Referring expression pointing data
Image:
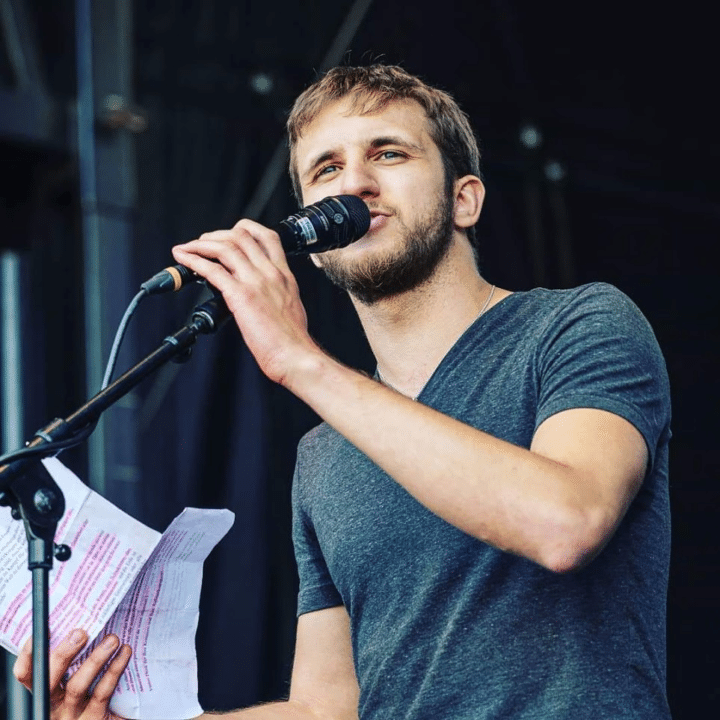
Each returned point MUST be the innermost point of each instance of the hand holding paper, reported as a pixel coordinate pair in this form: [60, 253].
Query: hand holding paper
[123, 578]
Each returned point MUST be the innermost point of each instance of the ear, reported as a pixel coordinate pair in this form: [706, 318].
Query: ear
[469, 196]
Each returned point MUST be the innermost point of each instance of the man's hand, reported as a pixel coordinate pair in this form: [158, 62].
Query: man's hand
[248, 266]
[72, 699]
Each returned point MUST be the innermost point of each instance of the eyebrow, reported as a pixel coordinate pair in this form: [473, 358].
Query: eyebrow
[375, 144]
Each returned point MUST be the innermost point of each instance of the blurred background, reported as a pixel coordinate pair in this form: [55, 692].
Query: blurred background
[126, 127]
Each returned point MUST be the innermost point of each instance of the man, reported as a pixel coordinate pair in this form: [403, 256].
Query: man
[482, 531]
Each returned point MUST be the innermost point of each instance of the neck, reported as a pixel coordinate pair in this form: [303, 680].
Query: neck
[411, 333]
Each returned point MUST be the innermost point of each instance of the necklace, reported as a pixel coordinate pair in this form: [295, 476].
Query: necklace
[477, 317]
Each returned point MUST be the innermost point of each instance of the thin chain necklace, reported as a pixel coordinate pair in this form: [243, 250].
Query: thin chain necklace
[482, 310]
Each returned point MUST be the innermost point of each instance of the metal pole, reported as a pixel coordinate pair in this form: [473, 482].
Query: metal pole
[11, 413]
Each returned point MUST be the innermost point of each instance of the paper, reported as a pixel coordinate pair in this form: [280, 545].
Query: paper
[125, 578]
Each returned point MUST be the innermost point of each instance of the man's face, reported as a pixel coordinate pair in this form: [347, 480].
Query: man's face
[390, 161]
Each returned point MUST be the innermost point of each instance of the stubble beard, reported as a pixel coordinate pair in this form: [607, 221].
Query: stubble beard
[423, 247]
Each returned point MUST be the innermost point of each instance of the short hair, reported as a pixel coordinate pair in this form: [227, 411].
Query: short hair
[372, 88]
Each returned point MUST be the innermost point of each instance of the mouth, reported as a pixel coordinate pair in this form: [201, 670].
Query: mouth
[378, 219]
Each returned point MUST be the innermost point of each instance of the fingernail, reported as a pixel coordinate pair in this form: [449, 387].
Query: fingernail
[109, 641]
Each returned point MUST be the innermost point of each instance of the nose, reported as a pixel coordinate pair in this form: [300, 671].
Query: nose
[359, 179]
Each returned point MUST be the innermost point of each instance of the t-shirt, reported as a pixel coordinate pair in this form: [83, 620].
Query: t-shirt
[446, 626]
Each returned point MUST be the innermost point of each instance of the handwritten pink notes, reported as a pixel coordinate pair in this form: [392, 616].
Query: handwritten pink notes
[125, 578]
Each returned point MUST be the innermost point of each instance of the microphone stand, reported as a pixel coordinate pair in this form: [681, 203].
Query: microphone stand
[33, 496]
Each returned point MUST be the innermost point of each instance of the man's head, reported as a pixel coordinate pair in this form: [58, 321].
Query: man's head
[373, 88]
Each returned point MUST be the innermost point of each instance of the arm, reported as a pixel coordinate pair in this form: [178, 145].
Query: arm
[323, 683]
[557, 503]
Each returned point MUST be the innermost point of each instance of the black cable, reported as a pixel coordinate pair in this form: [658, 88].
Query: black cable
[119, 335]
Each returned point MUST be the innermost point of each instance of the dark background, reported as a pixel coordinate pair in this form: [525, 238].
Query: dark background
[622, 188]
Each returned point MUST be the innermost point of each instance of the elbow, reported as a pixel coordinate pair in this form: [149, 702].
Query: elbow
[577, 544]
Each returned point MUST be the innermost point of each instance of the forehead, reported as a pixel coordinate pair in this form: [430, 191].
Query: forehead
[342, 124]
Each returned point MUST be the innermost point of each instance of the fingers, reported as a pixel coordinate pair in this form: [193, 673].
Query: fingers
[79, 684]
[247, 248]
[103, 691]
[60, 659]
[23, 665]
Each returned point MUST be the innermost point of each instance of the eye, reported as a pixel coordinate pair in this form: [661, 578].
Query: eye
[391, 155]
[327, 170]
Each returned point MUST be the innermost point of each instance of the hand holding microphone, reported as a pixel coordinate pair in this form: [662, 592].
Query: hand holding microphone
[330, 223]
[248, 266]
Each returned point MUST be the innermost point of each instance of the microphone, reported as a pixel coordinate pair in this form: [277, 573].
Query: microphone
[330, 223]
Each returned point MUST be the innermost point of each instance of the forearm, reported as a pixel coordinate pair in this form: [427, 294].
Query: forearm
[287, 710]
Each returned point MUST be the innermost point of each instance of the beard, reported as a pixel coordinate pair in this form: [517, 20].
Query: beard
[424, 245]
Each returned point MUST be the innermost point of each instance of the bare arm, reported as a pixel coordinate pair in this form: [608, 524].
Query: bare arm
[323, 683]
[557, 503]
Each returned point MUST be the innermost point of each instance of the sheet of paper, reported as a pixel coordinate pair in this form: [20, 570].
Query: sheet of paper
[108, 549]
[122, 578]
[158, 617]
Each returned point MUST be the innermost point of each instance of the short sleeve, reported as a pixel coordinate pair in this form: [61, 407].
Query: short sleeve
[317, 590]
[599, 351]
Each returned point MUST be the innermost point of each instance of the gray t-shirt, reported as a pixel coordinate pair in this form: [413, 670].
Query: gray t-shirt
[446, 626]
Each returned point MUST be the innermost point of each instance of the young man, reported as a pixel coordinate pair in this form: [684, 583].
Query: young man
[482, 531]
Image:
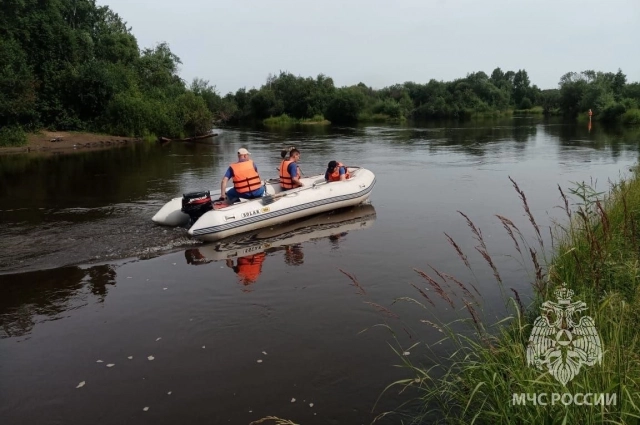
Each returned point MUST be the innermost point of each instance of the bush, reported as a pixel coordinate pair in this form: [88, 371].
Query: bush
[526, 103]
[631, 117]
[12, 136]
[345, 106]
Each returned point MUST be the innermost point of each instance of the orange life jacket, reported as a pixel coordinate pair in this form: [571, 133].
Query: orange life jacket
[245, 177]
[250, 267]
[335, 176]
[286, 179]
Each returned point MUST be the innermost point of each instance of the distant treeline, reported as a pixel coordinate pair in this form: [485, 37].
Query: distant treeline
[73, 65]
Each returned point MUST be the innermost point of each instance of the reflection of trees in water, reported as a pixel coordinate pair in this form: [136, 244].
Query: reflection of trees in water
[607, 140]
[293, 255]
[93, 179]
[48, 293]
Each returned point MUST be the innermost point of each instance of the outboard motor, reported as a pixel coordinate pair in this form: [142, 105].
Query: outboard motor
[195, 204]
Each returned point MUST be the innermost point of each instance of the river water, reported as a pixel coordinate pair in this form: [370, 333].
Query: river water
[92, 291]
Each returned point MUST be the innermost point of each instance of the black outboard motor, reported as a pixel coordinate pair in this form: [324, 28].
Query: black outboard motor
[195, 204]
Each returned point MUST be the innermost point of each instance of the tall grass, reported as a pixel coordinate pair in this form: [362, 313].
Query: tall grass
[285, 120]
[596, 255]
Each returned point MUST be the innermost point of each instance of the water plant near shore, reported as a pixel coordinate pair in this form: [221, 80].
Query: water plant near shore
[595, 253]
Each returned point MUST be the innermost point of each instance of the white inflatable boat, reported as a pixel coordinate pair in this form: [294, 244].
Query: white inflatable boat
[277, 206]
[326, 225]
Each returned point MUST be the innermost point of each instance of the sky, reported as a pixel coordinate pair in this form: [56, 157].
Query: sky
[238, 43]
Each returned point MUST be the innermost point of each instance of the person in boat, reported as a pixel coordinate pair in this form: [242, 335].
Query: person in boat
[290, 172]
[248, 268]
[336, 172]
[246, 180]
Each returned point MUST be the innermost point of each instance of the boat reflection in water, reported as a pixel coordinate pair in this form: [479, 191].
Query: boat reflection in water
[246, 254]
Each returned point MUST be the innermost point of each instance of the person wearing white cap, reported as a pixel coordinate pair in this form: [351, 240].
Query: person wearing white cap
[246, 180]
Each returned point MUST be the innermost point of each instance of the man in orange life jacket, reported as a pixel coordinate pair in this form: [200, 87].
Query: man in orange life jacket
[289, 171]
[245, 177]
[336, 172]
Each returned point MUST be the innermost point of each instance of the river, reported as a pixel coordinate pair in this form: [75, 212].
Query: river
[162, 330]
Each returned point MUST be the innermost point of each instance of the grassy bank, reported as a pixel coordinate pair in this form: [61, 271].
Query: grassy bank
[285, 120]
[596, 255]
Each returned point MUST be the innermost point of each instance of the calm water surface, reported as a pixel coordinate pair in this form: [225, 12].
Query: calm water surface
[87, 277]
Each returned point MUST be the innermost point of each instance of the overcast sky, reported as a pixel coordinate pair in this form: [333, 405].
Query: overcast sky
[237, 43]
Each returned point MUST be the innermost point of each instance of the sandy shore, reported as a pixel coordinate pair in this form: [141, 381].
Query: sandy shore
[68, 142]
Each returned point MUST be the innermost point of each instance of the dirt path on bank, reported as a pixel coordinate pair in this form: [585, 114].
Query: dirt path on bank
[68, 142]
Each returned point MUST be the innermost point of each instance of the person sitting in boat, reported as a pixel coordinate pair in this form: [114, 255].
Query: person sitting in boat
[336, 172]
[289, 171]
[246, 180]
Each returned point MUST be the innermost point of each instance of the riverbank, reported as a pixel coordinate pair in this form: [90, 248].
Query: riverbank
[67, 142]
[493, 378]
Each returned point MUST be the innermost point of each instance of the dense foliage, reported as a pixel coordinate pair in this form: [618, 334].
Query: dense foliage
[74, 65]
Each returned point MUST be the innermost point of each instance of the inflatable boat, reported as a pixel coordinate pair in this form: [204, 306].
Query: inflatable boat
[211, 221]
[328, 225]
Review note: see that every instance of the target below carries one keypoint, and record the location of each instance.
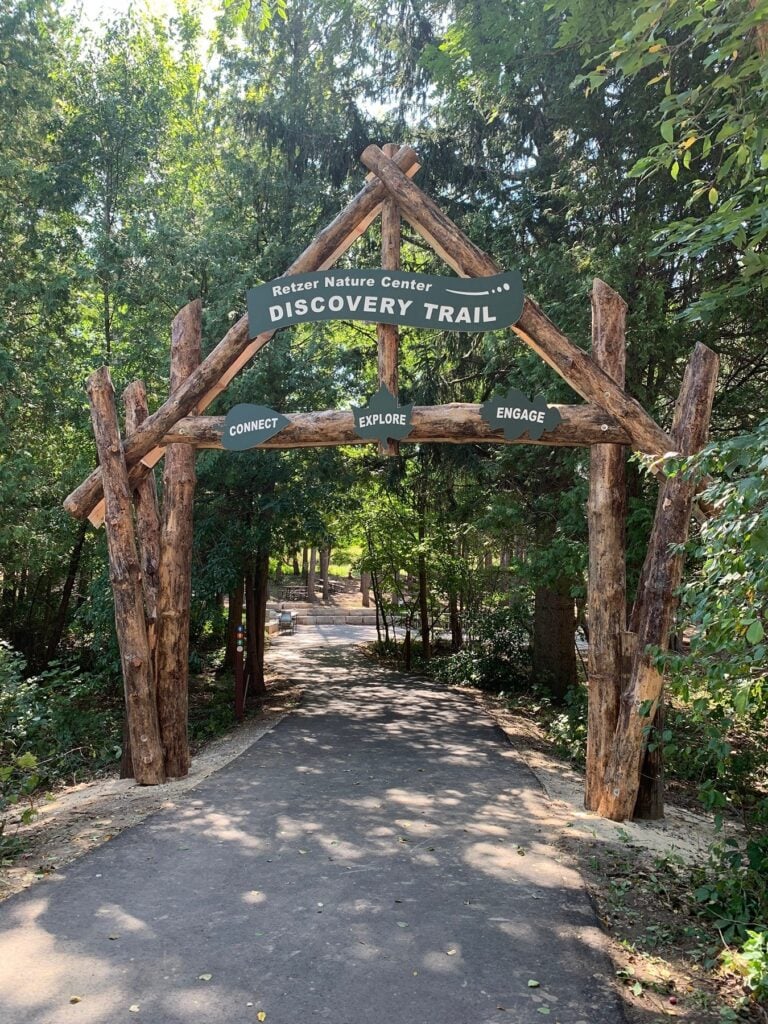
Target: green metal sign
(382, 419)
(246, 426)
(387, 297)
(515, 414)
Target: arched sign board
(387, 297)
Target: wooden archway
(152, 581)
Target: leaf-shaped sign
(246, 426)
(515, 414)
(382, 419)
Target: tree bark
(64, 605)
(607, 579)
(310, 574)
(147, 514)
(573, 365)
(174, 590)
(325, 554)
(233, 620)
(387, 334)
(126, 585)
(236, 349)
(460, 423)
(656, 598)
(554, 647)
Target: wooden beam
(606, 514)
(387, 334)
(459, 423)
(147, 515)
(662, 576)
(573, 365)
(126, 585)
(236, 348)
(174, 592)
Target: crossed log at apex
(620, 419)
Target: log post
(655, 602)
(174, 591)
(126, 584)
(236, 348)
(147, 514)
(573, 365)
(606, 513)
(387, 334)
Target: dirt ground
(637, 900)
(76, 819)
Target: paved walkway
(380, 857)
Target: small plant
(751, 963)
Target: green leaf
(756, 632)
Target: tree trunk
(366, 589)
(554, 639)
(174, 578)
(147, 514)
(310, 576)
(457, 636)
(126, 583)
(325, 562)
(233, 620)
(72, 570)
(656, 598)
(607, 579)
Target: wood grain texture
(236, 348)
(534, 327)
(174, 592)
(125, 576)
(606, 514)
(655, 602)
(459, 423)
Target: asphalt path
(382, 855)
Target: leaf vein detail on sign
(515, 415)
(387, 297)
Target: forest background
(148, 161)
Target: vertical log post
(655, 602)
(174, 589)
(606, 512)
(147, 514)
(126, 584)
(387, 334)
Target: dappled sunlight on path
(381, 855)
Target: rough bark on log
(126, 584)
(174, 590)
(573, 365)
(236, 348)
(662, 576)
(606, 512)
(147, 514)
(459, 423)
(387, 334)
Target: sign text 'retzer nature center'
(387, 297)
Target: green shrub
(499, 657)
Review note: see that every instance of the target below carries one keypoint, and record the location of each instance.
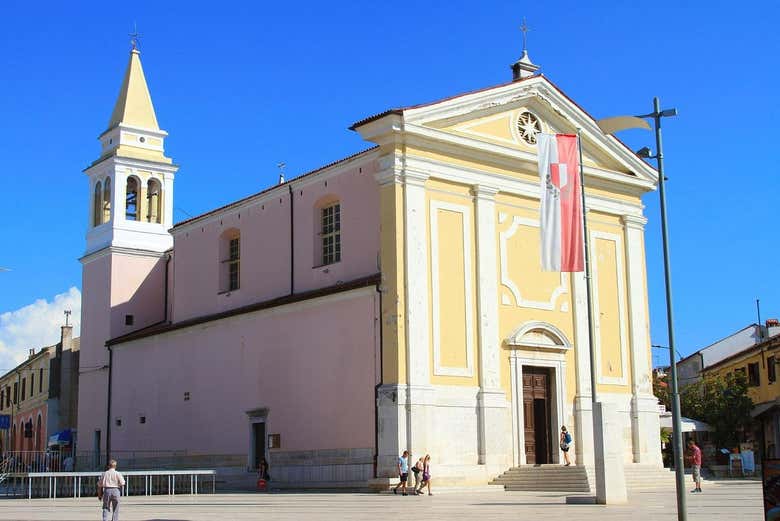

WORK ITEM
Above are the lines; repeat exactly the ones from the line containing "form: [55, 692]." down to the line containing "form: [607, 221].", both inclusive.

ANSWER BOX
Each returned point MUST be the innermost point of each instance of the blurred background, reported as a pixel coordinate pair in this form: [55, 692].
Query: blurred background
[126, 127]
Each returned point MUST be the innermost point of each instance of the man, reported as a pixel coordinate pair in this form: [403, 256].
Query: man
[482, 531]
Each returned point MUST be the innermost point of each instance of the neck, reported as a pixel coordinate pair in this form: [303, 680].
Query: neck
[411, 333]
Each returned point MUST be the innermost point of each instance of the necklace, reported as a pixel coordinate pair in this form: [295, 476].
Query: necklace
[477, 317]
Each returned point MUST be the innermost point of each instance of the thin chain necklace, reported as a pixel coordinate pair in this form: [243, 250].
Query: thin chain necklace
[482, 310]
Each returned point MUST be the innermost point of each instance of the metal pole, reported as a pixel coordinate pair in this form: [473, 482].
Query: metal pole
[11, 413]
Each returned point MUST be the innermost point of each instance of the paper, reported as a pixel coordinate pair in this form: [280, 545].
Query: paper
[125, 578]
Each returned point MUST be the innermost point of each instance of the man's face, reported as a pixel coordinate pair in this form: [347, 480].
Query: man's face
[390, 161]
Each returned point MUST be the innermost point of each instance of the stubble beard, reported as a pixel coordinate pair in this form: [607, 221].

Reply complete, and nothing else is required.